Description of the task: Filter the records and copy every line that contains the string "jacket".

Object outline annotations:

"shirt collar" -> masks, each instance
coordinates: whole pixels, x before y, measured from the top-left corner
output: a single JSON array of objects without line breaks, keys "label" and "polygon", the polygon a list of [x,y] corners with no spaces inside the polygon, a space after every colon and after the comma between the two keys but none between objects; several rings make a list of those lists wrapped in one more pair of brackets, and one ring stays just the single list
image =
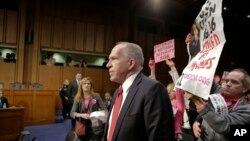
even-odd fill
[{"label": "shirt collar", "polygon": [[132,83],[134,82],[136,76],[139,74],[140,71],[132,74],[131,76],[129,76],[124,83],[122,84],[122,89],[124,92],[128,92],[130,86],[132,85]]}]

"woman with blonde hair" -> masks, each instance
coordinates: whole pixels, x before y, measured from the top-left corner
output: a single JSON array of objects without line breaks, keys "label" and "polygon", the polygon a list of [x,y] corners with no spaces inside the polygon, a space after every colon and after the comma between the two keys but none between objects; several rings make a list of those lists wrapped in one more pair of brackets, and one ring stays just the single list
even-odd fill
[{"label": "woman with blonde hair", "polygon": [[105,104],[102,98],[94,92],[92,79],[85,77],[80,81],[70,114],[73,119],[76,119],[76,122],[80,121],[84,124],[83,129],[81,129],[83,133],[77,133],[75,130],[81,141],[101,141],[103,124],[100,122],[98,126],[94,126],[90,117],[92,112],[99,110],[106,110]]}]

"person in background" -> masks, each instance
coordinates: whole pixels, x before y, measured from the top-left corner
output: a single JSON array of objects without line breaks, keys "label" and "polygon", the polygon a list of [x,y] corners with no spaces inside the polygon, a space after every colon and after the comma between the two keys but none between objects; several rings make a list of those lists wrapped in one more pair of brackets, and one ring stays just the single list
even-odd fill
[{"label": "person in background", "polygon": [[110,110],[111,100],[112,100],[111,93],[107,91],[104,94],[104,103],[105,103],[108,110]]},{"label": "person in background", "polygon": [[105,69],[107,68],[106,66],[107,66],[108,61],[109,61],[108,57],[105,57],[105,60],[102,63],[102,68],[105,68]]},{"label": "person in background", "polygon": [[104,141],[175,140],[167,91],[141,72],[143,64],[143,52],[137,44],[120,42],[112,49],[107,68],[110,80],[120,87],[111,102]]},{"label": "person in background", "polygon": [[9,107],[8,99],[6,97],[4,97],[3,91],[0,90],[0,109],[1,108],[8,108],[8,107]]},{"label": "person in background", "polygon": [[[80,85],[81,79],[82,79],[82,74],[76,73],[75,79],[69,83],[68,95],[69,95],[70,109],[72,108],[74,98],[75,98],[75,95],[77,93],[78,86]],[[72,126],[72,130],[74,130],[75,129],[75,119],[71,119],[71,126]]]},{"label": "person in background", "polygon": [[63,118],[69,118],[70,117],[70,105],[69,105],[69,94],[68,94],[68,87],[69,87],[69,80],[64,80],[63,86],[60,89],[60,98],[62,101],[62,115]]},{"label": "person in background", "polygon": [[190,33],[187,35],[186,44],[188,45],[187,51],[189,54],[189,62],[200,52],[200,27],[194,22]]},{"label": "person in background", "polygon": [[10,54],[10,62],[11,63],[16,63],[16,54],[15,53]]},{"label": "person in background", "polygon": [[4,62],[4,58],[2,56],[2,52],[0,51],[0,62]]},{"label": "person in background", "polygon": [[47,66],[54,66],[56,63],[56,60],[53,58],[53,53],[48,53],[44,62]]},{"label": "person in background", "polygon": [[[169,75],[172,77],[172,83],[166,86],[175,118],[175,136],[178,140],[193,140],[192,124],[197,116],[196,106],[187,92],[175,88],[175,83],[179,79],[179,74],[172,59],[166,59],[166,65],[170,68]],[[150,76],[155,78],[155,63],[153,59],[149,60]],[[153,76],[153,77],[152,77]],[[189,96],[189,97],[188,97]],[[188,134],[188,135],[187,135]],[[191,137],[190,137],[191,136]],[[194,139],[195,140],[195,139]]]},{"label": "person in background", "polygon": [[[225,76],[221,93],[209,96],[207,104],[199,110],[202,121],[193,124],[198,141],[227,141],[231,125],[250,124],[249,87],[250,76],[244,69],[233,69]],[[218,104],[216,99],[222,102]]]},{"label": "person in background", "polygon": [[70,114],[73,119],[83,120],[85,123],[85,135],[79,136],[81,141],[102,140],[103,125],[93,128],[90,120],[90,113],[99,110],[106,110],[105,104],[102,98],[95,94],[92,79],[84,77],[80,81]]},{"label": "person in background", "polygon": [[214,76],[214,82],[220,85],[220,81],[221,81],[220,75],[218,75],[218,74],[215,75],[215,76]]},{"label": "person in background", "polygon": [[88,66],[87,61],[84,58],[82,58],[80,60],[79,68],[87,68],[87,66]]},{"label": "person in background", "polygon": [[6,57],[4,59],[4,62],[9,63],[10,62],[11,55],[10,53],[6,53]]},{"label": "person in background", "polygon": [[67,56],[66,61],[64,62],[63,66],[75,66],[75,61],[72,59],[71,56]]}]

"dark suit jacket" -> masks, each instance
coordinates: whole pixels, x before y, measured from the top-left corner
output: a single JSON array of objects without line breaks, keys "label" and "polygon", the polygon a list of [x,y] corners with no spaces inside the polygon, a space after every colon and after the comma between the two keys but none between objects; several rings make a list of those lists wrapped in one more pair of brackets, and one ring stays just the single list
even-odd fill
[{"label": "dark suit jacket", "polygon": [[[111,108],[117,96],[112,100]],[[104,131],[107,140],[109,116]],[[113,141],[173,141],[174,118],[165,87],[139,73],[120,111]]]}]

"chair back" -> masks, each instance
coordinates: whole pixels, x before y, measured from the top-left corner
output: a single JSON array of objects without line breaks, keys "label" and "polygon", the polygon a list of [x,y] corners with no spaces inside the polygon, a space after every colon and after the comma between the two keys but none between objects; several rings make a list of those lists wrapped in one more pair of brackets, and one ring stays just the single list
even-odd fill
[{"label": "chair back", "polygon": [[43,89],[43,85],[40,84],[40,83],[32,83],[32,84],[29,86],[29,89],[30,89],[30,90],[42,90],[42,89]]},{"label": "chair back", "polygon": [[25,85],[20,82],[10,83],[10,89],[24,89]]},{"label": "chair back", "polygon": [[68,132],[65,141],[76,141],[77,135],[74,131]]}]

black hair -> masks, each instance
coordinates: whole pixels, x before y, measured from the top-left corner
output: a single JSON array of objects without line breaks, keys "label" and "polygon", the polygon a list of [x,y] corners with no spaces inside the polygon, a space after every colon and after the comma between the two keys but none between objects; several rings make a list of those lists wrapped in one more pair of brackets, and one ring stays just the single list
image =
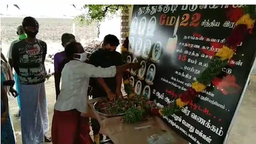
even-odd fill
[{"label": "black hair", "polygon": [[61,42],[62,44],[66,44],[70,39],[75,39],[75,36],[71,33],[65,33],[61,36]]},{"label": "black hair", "polygon": [[35,18],[31,17],[27,17],[23,19],[22,26],[23,27],[27,26],[39,26],[38,22]]},{"label": "black hair", "polygon": [[119,40],[116,36],[108,34],[104,37],[104,39],[103,40],[103,43],[104,45],[109,44],[111,46],[118,46],[120,44],[119,42]]},{"label": "black hair", "polygon": [[66,45],[65,47],[65,54],[70,60],[73,59],[74,54],[77,52],[76,47],[77,44],[80,44],[80,43],[76,42],[72,42]]}]

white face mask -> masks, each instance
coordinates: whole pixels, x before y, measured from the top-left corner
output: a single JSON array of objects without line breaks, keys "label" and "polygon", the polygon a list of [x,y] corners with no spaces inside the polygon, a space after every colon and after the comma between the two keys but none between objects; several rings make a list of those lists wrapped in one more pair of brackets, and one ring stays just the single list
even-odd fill
[{"label": "white face mask", "polygon": [[73,58],[75,59],[82,62],[84,62],[87,59],[87,53],[85,52],[82,53],[74,53],[74,54],[76,54],[80,56],[80,58]]}]

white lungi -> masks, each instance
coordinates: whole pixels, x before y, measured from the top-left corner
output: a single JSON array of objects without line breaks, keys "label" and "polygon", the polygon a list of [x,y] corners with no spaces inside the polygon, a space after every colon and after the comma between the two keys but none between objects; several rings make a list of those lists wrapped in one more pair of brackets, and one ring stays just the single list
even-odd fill
[{"label": "white lungi", "polygon": [[22,143],[43,143],[49,128],[44,83],[20,86]]}]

Written response:
"dark suit jacket" -> masks, each instance
[{"label": "dark suit jacket", "polygon": [[[111,108],[117,96],[112,100]],[[104,131],[107,140],[109,116]],[[113,141],[173,141],[174,118],[165,87],[139,73],[120,111]]]}]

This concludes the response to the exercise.